[Saved entries]
· · · ·

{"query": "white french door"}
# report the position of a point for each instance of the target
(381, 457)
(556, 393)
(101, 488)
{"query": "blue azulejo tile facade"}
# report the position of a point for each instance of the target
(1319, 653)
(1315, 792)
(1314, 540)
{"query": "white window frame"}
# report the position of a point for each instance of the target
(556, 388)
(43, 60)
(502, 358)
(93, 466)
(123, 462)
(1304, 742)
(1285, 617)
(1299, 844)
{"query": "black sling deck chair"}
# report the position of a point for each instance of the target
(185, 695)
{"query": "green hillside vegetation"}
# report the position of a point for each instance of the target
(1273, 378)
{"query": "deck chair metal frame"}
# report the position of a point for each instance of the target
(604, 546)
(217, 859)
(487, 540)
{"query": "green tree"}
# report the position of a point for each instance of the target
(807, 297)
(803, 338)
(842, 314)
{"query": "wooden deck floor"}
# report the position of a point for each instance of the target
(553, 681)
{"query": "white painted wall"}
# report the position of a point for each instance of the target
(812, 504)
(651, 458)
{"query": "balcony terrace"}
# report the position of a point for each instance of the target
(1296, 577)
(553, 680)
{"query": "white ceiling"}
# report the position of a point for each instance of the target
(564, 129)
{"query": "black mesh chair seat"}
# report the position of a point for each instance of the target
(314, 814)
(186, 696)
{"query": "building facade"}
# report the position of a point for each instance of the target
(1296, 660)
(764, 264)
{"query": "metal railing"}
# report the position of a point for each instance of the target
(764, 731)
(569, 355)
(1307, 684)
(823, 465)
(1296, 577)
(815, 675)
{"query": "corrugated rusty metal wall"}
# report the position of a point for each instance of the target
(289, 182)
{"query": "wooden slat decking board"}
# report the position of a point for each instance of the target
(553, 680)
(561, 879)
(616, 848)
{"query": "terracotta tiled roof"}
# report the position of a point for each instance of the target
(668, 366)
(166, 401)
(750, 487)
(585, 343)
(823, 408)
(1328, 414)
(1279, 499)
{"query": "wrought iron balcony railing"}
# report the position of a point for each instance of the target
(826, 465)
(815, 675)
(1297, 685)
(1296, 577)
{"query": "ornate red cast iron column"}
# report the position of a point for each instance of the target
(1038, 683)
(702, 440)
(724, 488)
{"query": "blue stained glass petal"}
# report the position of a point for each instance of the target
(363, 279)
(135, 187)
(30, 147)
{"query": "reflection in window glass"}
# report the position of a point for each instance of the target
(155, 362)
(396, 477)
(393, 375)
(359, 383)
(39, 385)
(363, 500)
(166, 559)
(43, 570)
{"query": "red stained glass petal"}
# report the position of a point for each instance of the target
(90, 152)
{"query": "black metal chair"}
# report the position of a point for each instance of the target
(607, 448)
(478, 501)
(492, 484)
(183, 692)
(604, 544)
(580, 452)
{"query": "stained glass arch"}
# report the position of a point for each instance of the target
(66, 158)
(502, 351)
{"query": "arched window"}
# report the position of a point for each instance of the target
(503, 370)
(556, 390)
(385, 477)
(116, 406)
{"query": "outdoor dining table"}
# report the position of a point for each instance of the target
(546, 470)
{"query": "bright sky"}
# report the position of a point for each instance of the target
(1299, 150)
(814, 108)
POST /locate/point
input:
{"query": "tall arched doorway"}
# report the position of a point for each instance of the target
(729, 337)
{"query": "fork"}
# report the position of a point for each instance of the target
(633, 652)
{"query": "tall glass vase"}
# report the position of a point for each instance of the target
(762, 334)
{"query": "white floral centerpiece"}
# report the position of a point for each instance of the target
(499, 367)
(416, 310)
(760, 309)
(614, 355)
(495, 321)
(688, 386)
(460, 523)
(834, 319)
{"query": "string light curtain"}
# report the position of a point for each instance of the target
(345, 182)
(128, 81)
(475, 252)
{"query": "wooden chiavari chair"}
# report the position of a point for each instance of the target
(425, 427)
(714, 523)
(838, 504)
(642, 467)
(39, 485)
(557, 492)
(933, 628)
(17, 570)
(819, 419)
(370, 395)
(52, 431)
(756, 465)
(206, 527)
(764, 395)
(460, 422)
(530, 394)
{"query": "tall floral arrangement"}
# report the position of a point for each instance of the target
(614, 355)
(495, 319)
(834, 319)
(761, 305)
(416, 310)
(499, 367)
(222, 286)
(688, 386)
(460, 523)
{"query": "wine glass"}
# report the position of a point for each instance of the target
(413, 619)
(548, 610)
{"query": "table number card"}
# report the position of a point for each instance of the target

· · · ·

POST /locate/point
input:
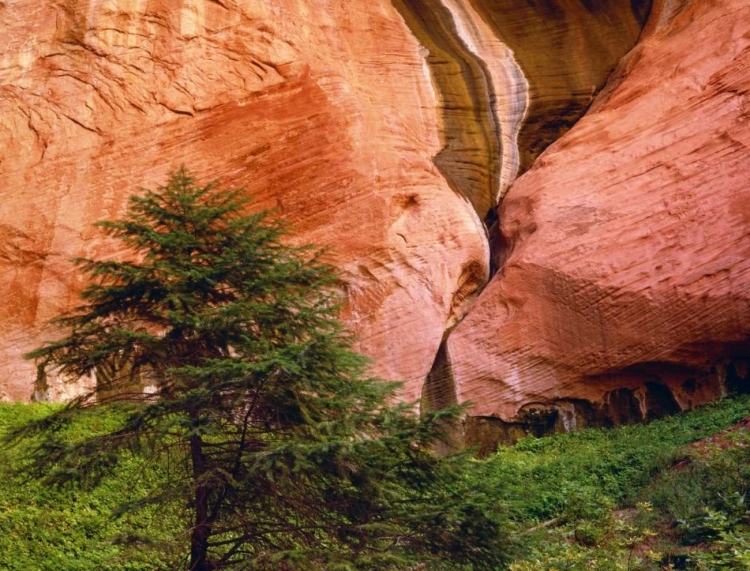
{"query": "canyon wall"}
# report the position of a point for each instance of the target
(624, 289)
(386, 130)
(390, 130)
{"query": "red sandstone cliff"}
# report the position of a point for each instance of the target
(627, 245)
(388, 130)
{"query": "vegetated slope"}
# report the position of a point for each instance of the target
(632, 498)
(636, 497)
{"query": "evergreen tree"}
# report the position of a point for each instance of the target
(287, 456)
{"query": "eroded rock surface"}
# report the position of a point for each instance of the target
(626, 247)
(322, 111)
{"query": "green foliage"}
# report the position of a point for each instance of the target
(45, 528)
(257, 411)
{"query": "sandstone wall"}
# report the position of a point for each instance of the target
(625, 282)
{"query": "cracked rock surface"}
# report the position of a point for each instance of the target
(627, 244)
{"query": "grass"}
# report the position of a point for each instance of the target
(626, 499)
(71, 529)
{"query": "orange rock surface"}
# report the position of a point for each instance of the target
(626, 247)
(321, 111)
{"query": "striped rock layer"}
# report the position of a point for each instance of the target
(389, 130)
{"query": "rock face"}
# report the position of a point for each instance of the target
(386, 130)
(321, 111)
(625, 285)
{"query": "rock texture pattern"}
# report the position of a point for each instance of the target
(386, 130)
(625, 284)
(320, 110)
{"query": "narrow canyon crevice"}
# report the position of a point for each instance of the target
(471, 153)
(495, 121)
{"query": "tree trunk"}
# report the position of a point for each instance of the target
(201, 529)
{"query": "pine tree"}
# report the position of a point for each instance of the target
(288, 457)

· · · ·

_PROBLEM DESCRIPTION_:
Show the lines of the records that contain the word "black".

_EXERCISE OUTPUT_:
{"query": "black sling deck chair"}
{"query": "black mesh chair seat"}
{"query": "black metal chair"}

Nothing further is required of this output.